● Documento de origem:
________

Por Francisco Carlos Teixeira*
Na última semana, realizaram-se nas cidades de Jaci-Paraná, Abunã e Porto Velho, em Rondônia, as audiências públicas para debater grandes projetos hidrelétricos – duas usinas com a capacidade de gerar 6500 MW. Trata-se de importante projeto constantemente citado por Lula durante a campanha eleitoral, indispensável para evitar o estrangulamento energético do país e a geração de renda e emprego. Além disso, é um passo fundamental para superar o isolamento da região.
Como todo grande projeto, o Madeira terá algum impacto sobre o meio ambiente, embora tenha sido concebido para ser um novo paradigma nesta questão, incluindo-se aí o desenvolvimento de tecnologias novas, inteiramente geradas pela pesquisa brasileira. Por isso, Ibama, o consórcio de empresas construtoras e a população afetada reuniram-se nas audiências públicas para debater um novo paradigma de ação.
O futuro do Brasil mora em Rondônia
O traço comum unindo as quase três mil pessoas reunidas nas duas diferentes sessões das audiências realizadas aqui em Rondônia era a visão de futuro que se deseja para o país. Todos – em suas diferentes posições – acreditam aqui que um outro mundo, melhor, é possível. Para funcionários públicos – saídos de suas salas refrigeradas e seu conforto brasiliense – tratava-se claramente da obrigação democrática de ouvir a população local, aceitar as críticas e incorporar sugestões. E isso não é pouco.
Durante décadas a burocracia estatal foi arrogante e distante, se permitindo – em especial na “era dos grandes projetos amazônicos” – decidir sobre imensos contingentes populacionais de forma arrogante e autoritária. Os resultados foram o surgimento de um imenso passivo de erros e injustiças que atingiram o meio ambiente, como em Balbina.

________

● Registros apresentados:
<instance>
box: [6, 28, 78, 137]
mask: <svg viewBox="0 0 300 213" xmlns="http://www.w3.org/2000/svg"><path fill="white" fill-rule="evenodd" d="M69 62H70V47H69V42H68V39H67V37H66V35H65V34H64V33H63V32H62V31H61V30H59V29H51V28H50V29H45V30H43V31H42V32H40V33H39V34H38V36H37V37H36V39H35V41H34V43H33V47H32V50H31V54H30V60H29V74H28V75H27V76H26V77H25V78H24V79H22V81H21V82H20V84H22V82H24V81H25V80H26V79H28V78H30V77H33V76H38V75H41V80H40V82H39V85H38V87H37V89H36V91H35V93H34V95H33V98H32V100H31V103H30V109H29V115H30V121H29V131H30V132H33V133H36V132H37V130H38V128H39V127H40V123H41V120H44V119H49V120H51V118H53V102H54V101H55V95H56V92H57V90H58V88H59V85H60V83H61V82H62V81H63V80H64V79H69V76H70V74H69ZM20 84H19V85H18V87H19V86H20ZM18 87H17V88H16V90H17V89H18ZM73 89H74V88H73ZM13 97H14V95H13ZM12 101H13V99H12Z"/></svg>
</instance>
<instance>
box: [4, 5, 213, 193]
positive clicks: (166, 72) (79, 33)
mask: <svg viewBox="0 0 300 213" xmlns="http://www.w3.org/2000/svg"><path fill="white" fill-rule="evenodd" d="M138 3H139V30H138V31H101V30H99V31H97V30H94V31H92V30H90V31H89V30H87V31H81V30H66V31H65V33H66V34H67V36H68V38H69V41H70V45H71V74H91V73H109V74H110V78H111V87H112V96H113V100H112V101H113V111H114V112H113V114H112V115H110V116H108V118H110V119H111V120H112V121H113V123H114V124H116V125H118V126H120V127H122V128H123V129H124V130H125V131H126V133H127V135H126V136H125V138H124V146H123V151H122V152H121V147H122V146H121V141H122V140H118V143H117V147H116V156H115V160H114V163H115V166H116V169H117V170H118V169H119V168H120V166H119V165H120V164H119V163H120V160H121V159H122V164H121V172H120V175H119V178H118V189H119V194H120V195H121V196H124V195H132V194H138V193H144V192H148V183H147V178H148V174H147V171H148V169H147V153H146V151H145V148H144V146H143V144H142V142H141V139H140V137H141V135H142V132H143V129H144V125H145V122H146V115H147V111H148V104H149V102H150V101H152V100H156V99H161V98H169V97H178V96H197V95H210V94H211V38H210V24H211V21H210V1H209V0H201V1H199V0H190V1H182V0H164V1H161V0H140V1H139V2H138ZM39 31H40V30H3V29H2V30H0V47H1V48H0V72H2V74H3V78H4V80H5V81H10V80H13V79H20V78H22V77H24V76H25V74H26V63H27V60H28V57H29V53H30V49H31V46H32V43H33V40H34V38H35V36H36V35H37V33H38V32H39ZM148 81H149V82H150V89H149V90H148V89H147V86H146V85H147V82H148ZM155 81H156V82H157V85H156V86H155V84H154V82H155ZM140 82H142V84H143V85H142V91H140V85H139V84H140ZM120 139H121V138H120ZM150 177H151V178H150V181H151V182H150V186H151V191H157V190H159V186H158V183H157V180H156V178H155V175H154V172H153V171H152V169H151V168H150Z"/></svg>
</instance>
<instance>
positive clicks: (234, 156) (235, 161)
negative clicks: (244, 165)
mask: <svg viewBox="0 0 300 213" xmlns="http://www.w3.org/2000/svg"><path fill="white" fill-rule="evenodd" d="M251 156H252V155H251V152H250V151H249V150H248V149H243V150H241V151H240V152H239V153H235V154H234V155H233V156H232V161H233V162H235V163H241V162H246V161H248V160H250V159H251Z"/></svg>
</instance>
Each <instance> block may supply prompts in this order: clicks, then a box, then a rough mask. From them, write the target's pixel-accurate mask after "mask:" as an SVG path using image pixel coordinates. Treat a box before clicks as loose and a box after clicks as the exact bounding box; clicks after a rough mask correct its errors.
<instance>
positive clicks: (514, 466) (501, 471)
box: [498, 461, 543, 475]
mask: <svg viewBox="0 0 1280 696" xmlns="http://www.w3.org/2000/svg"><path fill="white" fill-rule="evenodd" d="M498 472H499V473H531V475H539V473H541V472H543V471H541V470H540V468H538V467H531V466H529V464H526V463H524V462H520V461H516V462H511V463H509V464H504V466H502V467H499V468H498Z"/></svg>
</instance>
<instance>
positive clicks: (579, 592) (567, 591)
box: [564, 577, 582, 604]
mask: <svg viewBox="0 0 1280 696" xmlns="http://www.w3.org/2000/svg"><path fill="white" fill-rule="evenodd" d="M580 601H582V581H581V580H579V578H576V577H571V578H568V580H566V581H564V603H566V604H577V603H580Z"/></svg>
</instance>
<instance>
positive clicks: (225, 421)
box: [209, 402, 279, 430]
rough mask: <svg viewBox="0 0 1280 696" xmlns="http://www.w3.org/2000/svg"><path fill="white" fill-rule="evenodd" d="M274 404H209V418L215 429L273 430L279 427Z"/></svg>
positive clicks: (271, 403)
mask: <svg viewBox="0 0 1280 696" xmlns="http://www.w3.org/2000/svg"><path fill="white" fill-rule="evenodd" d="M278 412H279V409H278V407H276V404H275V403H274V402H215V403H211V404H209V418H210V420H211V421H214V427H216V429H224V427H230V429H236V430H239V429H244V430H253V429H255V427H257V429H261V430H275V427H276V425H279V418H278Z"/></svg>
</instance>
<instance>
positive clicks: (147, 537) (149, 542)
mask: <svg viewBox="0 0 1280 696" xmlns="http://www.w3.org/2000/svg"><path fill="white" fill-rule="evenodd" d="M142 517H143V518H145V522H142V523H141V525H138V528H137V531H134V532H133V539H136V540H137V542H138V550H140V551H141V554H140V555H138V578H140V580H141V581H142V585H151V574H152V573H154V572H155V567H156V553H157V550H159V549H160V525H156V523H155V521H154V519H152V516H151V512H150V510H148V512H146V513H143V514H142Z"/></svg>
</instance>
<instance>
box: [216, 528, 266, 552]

________

● Atividade 1: Extraia dos registros todas as linhas em que aparece a palavra “clicks”.
● Atividade 2: Prossiga com o texto sobre as audiências públicas dos projetos hidrelétricos em Rondônia a partir do ponto em que ele termina.
O texto e os registros são independentes entre si.

● Resposta escrita 1:
positive clicks: (166, 72) (79, 33)
positive clicks: (234, 156) (235, 161)
negative clicks: (244, 165)
Each <instance> block may supply prompts in this order: clicks, then a box, then a rough mask. From them, write the target's pixel-accurate mask after "mask:" as an SVG path using image pixel coordinates. Treat a box before clicks as loose and a box after clicks as the exact bounding box; clicks after a rough mask correct its errors.
positive clicks: (514, 466) (501, 471)
positive clicks: (579, 592) (567, 591)
positive clicks: (225, 421)
positive clicks: (271, 403)
positive clicks: (147, 537) (149, 542)

● Resposta escrita 2:
O MAB (Movimento dos Atingidos por Barragens), talvez a mais atuante e séria entidade a protestar contra a arrogância burocrática, é, claramente, o produto político do passivo existente. Mas, em Jaci-Paraná ou em Abunã, o que se viu não deixa de ser uma vitória importante dos movimentos sociais: tornou-se a ação do Estado presente e cuidadosa, obrigando-o a ouvir e considerar o movimento social.
Para os empresários aqui presentes, a situação não é diferente: há o passivo a ser considerado, avaliado e superado. Caso queiram ser parceiros permanentes do desenvolvido nacional, e em especial da valorização da Amazônia, deverão levar em conta as especificidades da região. Para estes, em especial o consórcio construtor, a questão reside claramente em transformar o Projeto Madeira em um paradigma do desenvolvimento auto-sustentado. Não há espaço político e social para mais erros. Erros que não serão tolerados num país democrático e onde o movimento social é organizado e vigilante.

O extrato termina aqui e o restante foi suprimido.